Records supplied:
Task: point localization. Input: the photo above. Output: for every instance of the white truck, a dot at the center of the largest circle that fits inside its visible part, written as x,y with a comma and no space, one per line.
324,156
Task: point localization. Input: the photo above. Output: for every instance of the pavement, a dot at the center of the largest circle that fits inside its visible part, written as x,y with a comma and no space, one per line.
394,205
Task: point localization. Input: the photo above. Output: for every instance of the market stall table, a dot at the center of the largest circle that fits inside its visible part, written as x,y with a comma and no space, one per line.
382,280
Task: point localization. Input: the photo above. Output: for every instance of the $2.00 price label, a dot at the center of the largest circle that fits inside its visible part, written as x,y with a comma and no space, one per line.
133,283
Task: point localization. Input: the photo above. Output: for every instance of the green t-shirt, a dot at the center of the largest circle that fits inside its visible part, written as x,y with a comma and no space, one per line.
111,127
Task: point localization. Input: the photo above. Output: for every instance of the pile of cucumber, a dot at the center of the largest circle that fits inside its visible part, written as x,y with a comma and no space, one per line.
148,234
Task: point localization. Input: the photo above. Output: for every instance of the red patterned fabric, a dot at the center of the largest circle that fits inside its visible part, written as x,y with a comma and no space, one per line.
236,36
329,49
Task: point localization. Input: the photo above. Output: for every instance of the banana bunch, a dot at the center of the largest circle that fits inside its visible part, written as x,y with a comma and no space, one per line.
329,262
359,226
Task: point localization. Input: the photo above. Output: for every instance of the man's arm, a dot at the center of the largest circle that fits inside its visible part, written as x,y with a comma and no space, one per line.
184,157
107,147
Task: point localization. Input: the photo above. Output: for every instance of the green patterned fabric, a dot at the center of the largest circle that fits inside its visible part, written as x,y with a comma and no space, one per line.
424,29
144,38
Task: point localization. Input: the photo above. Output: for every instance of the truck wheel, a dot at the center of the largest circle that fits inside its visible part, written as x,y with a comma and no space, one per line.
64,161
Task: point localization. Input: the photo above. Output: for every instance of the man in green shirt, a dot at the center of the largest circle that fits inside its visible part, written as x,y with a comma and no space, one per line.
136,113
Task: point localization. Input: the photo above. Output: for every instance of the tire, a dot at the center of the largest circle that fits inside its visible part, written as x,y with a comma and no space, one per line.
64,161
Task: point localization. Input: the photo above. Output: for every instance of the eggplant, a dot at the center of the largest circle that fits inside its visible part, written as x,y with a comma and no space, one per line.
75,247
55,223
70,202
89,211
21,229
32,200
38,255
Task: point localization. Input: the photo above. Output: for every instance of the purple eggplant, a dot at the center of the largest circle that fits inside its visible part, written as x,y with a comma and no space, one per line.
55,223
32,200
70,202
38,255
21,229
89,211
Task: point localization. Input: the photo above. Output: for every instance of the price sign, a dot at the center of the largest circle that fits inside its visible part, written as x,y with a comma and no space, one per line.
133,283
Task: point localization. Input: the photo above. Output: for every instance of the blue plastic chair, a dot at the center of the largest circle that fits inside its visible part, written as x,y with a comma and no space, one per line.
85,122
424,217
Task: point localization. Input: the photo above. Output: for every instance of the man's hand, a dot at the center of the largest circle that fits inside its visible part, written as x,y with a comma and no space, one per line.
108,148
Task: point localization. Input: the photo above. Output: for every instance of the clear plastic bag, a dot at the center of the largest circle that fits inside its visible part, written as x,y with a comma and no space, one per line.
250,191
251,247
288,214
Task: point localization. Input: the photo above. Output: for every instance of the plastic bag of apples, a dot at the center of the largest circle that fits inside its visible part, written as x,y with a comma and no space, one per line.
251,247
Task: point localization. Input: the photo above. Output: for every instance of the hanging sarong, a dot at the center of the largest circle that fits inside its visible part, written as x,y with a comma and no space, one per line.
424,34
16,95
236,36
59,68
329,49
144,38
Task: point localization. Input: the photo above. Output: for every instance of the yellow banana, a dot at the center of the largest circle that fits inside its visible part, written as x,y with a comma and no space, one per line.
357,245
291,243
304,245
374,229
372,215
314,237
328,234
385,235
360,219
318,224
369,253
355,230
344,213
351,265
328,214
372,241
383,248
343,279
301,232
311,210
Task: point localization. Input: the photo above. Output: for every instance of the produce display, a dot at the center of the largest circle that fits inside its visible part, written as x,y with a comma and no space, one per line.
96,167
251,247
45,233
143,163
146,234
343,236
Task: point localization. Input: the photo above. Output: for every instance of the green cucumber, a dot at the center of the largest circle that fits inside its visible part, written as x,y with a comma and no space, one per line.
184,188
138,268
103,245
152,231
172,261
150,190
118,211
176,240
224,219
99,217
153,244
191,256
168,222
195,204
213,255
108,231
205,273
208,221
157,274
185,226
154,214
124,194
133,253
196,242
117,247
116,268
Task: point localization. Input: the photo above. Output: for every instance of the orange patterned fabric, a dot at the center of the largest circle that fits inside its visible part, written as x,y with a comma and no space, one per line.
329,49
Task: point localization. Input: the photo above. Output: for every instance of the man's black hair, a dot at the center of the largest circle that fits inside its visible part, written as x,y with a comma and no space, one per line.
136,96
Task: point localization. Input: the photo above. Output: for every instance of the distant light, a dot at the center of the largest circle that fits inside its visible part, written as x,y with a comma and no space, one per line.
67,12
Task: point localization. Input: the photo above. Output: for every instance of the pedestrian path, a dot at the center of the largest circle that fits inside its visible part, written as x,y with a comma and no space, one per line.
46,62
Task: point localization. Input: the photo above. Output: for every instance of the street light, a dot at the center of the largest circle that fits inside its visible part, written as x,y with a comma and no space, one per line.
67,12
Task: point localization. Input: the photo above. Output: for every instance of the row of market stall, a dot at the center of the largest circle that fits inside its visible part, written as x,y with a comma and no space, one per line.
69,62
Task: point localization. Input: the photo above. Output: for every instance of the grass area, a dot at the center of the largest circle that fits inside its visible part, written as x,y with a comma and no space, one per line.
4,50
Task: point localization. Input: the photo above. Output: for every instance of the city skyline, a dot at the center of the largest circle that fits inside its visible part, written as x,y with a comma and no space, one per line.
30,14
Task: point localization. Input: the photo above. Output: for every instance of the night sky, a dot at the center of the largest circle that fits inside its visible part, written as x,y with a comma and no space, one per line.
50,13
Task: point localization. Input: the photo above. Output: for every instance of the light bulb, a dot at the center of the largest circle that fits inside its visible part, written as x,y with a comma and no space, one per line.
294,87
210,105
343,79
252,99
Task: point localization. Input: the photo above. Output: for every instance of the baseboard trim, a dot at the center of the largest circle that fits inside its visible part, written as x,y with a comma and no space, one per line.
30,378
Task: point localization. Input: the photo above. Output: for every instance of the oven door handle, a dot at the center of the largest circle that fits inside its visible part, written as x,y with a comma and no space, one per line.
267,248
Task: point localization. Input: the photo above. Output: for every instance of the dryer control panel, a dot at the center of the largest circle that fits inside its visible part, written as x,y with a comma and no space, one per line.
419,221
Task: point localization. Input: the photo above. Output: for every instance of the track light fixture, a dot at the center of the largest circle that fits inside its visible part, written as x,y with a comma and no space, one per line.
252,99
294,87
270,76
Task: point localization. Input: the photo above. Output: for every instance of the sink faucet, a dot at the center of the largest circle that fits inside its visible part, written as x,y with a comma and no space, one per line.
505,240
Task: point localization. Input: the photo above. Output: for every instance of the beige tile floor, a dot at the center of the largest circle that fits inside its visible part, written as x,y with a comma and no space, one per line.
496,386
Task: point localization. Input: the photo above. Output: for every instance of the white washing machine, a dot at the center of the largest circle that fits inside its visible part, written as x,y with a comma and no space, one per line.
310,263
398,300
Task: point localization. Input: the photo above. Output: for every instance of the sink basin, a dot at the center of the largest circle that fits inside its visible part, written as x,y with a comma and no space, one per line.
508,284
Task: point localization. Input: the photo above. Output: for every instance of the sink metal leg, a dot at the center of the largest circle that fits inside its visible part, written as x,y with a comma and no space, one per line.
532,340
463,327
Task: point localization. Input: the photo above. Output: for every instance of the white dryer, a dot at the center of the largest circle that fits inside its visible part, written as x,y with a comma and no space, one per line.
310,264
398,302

Directions for this task: Output nothing but the line containing "white dryer, a" and each line after it in the entries above, exactly as written.

Written reply:
Task: point localization. Input: the photo above. Output: for every instance of the white dryer, a dot at the center of the largest circle that fits inside its visible part, written as x,y with a comma and no space, one per line.
310,264
398,302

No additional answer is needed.